Supplied passage |
▬▬▬▬▬▬▬▬▬▬

Everything Sysadmin - @YesThatTom

  Download PDF version of this article PDF

Everything Sysadmin: Are You Load Balancing Wrong?

Anyone can use a load balancer. Using them properly is much more difficult.

Thomas A. Limoncelli

A reader contacted me recently to ask if it is better to use a load balancer to add capacity or to make a service more resilient to failure. The answer is: both are appropriate uses of a load balancer. The problem, however, is that most people who use load balancers are doing it wrong.

In today's web-centric, service-centric environments the use of load balancers is widespread. I assert, however, that most of the time they are used incorrectly. To understand the problem, we first need to discuss a little about load balancers in general. Then we can look at the problem and solutions.

A load balancer receives requests and distributes them to two or more machines. These machines are called replicas, as they provide the same service. For the sake of simplicity, assume these are HTTP requests from web browsers, but load balancers can also be used with HTTPS requests, DNS queries, SMTP (email) connections, and many other protocols. Most modern applications are engineered to work behind a load balancer.

Load Balancing for Capacity versus Resilience

There are two primary ways to use load balancers: to increase capacity and to improve resiliency.

Using a load balancer to increase capacity is very simple. If one replica is not powerful enough to handle the entire incoming workload, a load balancer can be used to distribute the workload among multiple replicas.

Suppose a single replica can handle 100 QPS (queries per second). As long as fewer than 100 QPS are arriving, it should run fine. If more than 100 QPS arrive, then the replica becomes overloaded, rejects requests, or crashes. None of these is a happy situation.

If there are two machines behind a load balancer configured as replicas, then capacity is 200 QPS; three replicas would provide 300 QPS of capacity, and so on. As more capacity is needed, more replicas can be added. This is horizontal scaling.

Load balancers can also be used to improve resiliency. Resilience means the ability to survive a failure. Individual machines fail, but the system should continue to provide service. All machines eventually fail—that's physics. Even if a replica had near-perfect uptime, you would still need resiliency mechanisms because of other externalities such as software upgrades or the need to physically move a machine.

A load balancer can be used to achieve resiliency by leaving enough spare capacity that a single replica can fail and the remaining replicas can handle the incoming requests.

Continuing the example, suppose four replicas have been deployed to achieve 400 QPS of capacity. If you are currently receiving 300 QPS, each replica will receive approximately 75 QPS (one-quarter of the workload). What will happen if a single replica fails? The load balancer will quickly see the outage and shift traffic such that each replica receives about 100 QPS. That means each replica is running at maximum capacity. That's cutting it close, but it is acceptable.

What if the system had been receiving 400 QPS? Under normal operation, each of the four replicas would receive approximately 100 QPS. If a single replica died, however, the remaining replicas would receive approximately 133 QPS each. Since each replica can process about 100 QPS, this means each one of them is overloaded by a third. The system might slow to a crawl and become unusable. It might crash.

▬▬▬▬▬▬▬▬▬▬

Stated exercise 1 |
Repeat word for word the section of the load balancing article from "If there are" up to and including "the incoming requests.".
Stated exercise 2 |
In the load balancing article, what is the term for adding more replicas as more capacity is needed?

▬▬▬▬▬▬▬▬▬▬

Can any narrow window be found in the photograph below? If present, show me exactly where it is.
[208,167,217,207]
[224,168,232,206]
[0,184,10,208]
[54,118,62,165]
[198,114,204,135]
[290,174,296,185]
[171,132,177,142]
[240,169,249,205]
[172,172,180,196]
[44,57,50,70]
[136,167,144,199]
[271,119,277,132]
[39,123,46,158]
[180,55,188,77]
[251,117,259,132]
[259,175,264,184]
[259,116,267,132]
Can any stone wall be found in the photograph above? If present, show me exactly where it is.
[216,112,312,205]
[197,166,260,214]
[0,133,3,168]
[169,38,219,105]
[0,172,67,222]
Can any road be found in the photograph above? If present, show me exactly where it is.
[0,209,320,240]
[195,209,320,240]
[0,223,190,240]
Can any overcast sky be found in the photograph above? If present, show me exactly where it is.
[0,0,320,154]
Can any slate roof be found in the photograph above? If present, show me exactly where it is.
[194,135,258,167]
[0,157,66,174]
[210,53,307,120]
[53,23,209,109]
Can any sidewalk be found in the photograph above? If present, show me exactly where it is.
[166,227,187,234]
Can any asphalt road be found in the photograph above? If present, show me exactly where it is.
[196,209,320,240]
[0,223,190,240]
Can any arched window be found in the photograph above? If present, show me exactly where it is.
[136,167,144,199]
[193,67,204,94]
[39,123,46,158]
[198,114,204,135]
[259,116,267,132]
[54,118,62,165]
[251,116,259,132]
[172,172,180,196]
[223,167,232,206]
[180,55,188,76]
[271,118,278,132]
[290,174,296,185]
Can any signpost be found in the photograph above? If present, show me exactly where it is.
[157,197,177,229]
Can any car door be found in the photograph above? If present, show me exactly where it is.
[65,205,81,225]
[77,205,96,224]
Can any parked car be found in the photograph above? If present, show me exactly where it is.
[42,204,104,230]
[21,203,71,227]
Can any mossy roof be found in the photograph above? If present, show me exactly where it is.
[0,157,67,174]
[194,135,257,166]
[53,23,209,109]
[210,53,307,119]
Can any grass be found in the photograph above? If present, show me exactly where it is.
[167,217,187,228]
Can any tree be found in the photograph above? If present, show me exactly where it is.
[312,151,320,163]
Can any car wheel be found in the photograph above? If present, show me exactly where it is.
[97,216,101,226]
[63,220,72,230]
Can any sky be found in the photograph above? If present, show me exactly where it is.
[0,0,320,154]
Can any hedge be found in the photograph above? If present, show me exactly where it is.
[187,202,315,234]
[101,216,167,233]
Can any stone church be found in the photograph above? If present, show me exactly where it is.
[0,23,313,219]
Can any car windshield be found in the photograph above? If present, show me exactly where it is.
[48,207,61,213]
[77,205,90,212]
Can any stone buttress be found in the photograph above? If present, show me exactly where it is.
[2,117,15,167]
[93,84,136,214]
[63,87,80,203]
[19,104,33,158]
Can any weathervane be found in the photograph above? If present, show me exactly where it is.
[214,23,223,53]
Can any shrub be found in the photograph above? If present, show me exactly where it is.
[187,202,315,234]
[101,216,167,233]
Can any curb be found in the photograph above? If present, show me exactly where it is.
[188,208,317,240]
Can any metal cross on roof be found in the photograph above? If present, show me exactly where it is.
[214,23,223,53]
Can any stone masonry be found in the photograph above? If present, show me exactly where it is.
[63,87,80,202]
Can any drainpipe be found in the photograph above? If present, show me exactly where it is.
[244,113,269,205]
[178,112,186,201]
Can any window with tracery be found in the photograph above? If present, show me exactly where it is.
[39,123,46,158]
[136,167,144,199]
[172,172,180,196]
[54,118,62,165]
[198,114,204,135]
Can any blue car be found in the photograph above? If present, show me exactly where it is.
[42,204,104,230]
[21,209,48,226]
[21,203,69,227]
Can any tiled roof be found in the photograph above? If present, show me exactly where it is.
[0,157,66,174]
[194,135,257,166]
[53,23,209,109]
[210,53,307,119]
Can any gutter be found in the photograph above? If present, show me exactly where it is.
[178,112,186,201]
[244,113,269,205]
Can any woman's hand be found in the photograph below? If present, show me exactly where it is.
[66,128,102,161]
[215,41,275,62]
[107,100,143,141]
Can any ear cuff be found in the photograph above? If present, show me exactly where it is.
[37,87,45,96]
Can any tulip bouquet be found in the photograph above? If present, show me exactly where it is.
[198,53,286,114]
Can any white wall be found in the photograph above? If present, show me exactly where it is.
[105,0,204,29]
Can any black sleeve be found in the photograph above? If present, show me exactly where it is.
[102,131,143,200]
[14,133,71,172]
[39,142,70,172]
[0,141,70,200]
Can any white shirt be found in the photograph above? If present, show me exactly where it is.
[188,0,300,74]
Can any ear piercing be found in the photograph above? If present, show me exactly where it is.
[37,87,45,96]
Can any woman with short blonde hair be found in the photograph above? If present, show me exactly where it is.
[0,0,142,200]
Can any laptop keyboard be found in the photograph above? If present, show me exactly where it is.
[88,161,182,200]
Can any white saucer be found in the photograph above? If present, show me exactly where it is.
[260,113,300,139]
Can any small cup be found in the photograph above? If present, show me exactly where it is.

▬▬▬▬▬▬▬▬▬▬

Correct answer 1 |
If there are two machines behind a load balancer configured as replicas, then capacity is 200 QPS; three replicas would provide 300 QPS of capacity, and so on. As more capacity is needed, more replicas can be added. This is horizontal scaling.

Load balancers can also be used to improve resiliency. Resilience means the ability to survive a failure. Individual machines fail, but the system should continue to provide service. All machines eventually fail—that's physics. Even if a replica had near-perfect uptime, you would still need resiliency mechanisms because of other externalities such as software upgrades or the need to physically move a machine.

A load balancer can be used to achieve resiliency by leaving enough spare capacity that a single replica can fail and the remaining replicas can handle the incoming requests.

Correct answer 2 |
Horizontal scaling.